What is needed
Rewrite the rows below, changing each instance of "bounding box" to "detection box" and keeping everything else the same.
— START Dataset content —
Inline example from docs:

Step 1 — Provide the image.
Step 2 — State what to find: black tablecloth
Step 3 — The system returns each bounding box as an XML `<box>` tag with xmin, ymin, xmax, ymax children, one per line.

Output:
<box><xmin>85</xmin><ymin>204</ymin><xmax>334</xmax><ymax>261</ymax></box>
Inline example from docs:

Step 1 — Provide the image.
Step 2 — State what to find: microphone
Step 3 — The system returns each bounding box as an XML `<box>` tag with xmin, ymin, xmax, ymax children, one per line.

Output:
— END Dataset content —
Task answer
Inline example from docs:

Step 1 — Provide the image.
Step 2 — State what to find: black tablecloth
Step 3 — The system returns each detection box as an XML `<box>` tag with xmin, ymin, xmax, ymax children, one per line.

Output:
<box><xmin>85</xmin><ymin>204</ymin><xmax>334</xmax><ymax>261</ymax></box>
Inline example from docs:

Step 1 — Provide the image.
Step 2 — State what to find: microphone
Step 3 — The system returns each detection box as an XML `<box>` tag with xmin, ymin, xmax, ymax children, one per line.

Output:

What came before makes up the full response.